# ARTICLE:
[-empyre-] code
Dirk Wrote:
Digital "meaning" is *not* the same as analog (= socio-cultural)
"meaning". It's important for digital writers - particulary those
who don't write their own interpreter programs - to recognize that
any analogy goes through a semantic ADDA conversion, which was done
by at least one program written by at least one programmer who /has/
to use a hierachy at the core of any program, just to make it work
on a digital machine. A programmer's use for heterarchies of any
kind (including heterarchies of meaning) is very limited, and making
good programmatical use of heterarchies - e.g. in parallel computing
- is considered to be in the realm of High Art among programmers.
Seaman
Digital meaning arises in relation to a social/cultural frame. Code
is also social and cultural because the person writing it can not
escape his embodied knowing mechanisms (especially if they are shared
approaches). These can not be separated out from his social knowing
--- in fact these abstraction methodologies and mathematical
procedures are extensions of linguistic potentialities.

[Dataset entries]
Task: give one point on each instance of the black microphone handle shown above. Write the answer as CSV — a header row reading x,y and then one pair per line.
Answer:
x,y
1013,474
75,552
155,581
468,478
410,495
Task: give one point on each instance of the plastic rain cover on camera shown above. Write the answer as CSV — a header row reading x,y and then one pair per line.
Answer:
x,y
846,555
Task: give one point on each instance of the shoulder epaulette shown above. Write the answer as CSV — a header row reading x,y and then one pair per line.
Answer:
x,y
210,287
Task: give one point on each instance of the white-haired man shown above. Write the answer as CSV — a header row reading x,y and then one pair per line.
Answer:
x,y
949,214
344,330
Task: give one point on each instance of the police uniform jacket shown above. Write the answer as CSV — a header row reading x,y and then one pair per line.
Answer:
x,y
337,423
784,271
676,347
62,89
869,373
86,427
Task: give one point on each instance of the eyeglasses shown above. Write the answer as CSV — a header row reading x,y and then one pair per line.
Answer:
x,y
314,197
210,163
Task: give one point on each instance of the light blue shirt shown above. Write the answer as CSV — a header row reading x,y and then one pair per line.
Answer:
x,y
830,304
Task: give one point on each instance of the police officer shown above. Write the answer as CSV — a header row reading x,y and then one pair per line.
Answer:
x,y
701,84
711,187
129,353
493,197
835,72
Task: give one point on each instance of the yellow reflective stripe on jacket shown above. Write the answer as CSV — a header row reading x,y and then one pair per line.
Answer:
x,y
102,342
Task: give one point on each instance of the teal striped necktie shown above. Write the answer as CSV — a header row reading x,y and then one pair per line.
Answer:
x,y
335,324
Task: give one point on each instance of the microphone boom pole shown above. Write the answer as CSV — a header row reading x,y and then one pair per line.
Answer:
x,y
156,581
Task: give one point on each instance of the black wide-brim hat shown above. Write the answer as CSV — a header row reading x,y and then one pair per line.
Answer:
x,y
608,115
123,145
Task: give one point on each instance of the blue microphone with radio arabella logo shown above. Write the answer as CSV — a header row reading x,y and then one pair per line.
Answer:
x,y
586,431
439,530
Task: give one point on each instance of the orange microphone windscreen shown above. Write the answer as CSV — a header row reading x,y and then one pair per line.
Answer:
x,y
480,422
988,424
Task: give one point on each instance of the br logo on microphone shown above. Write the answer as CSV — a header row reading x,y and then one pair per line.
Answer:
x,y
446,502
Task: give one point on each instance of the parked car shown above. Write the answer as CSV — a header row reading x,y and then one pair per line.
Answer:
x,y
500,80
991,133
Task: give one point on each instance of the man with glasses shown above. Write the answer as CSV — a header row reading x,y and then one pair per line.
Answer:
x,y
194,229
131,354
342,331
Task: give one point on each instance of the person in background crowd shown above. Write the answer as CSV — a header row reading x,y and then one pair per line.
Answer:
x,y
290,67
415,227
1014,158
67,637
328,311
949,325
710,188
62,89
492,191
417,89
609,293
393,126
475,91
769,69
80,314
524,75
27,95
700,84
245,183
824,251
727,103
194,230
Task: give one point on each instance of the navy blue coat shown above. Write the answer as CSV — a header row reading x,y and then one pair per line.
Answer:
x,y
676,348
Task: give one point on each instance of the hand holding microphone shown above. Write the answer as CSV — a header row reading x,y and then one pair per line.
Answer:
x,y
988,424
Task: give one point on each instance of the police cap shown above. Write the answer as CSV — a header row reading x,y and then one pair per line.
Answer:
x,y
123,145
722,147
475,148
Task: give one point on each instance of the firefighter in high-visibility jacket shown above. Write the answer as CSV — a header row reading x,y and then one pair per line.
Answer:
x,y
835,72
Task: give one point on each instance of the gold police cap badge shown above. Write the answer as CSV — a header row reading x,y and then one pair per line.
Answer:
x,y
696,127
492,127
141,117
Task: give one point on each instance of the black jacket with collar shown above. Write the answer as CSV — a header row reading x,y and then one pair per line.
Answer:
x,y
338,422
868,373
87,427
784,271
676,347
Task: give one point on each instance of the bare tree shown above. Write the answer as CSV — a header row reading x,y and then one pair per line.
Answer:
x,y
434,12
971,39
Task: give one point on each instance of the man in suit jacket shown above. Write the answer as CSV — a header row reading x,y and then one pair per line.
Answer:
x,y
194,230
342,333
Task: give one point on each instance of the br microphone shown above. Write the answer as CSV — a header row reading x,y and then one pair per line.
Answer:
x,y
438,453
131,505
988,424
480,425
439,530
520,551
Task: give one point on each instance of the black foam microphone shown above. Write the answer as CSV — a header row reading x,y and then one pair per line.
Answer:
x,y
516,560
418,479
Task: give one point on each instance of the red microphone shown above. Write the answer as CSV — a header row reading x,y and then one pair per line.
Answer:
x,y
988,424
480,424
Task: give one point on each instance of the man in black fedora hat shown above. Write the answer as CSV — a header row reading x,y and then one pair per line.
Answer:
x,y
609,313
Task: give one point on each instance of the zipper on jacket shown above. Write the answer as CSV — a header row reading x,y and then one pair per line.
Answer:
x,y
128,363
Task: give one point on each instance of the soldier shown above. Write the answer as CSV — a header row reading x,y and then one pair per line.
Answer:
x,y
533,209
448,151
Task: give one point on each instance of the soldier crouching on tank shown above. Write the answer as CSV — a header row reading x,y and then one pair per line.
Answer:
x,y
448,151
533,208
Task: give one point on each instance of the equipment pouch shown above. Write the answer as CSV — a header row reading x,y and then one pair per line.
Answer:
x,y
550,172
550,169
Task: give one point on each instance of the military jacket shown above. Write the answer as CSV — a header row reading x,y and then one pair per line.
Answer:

# WHAT TO DO:
a. Say whether each statement agrees with the post on code, answering yes or no and quoting the deciding words: (i) Dirk holds that digital meaning is the same as analog meaning; (ii) Seaman says code is social and cultural; (iii) Dirk says a programmer's use for heterarchies is very limited.
b. Please translate this sentence from the post on code into Spanish: "Digital meaning arises in relation to a social/cultural frame."

# RESPONSES TO THE EXERCISE:
a.
(i) No: "Digital "meaning" is *not* the same as analog (= socio-cultural) "meaning"."
(ii) Yes: "Code is also social and cultural because the person writing it can not escape his embodied knowing mechanisms"
(iii) Yes: "A programmer's use for heterarchies of any kind (including heterarchies of meaning) is very limited"

b. El significado digital surge en relación con un marco social/cultural.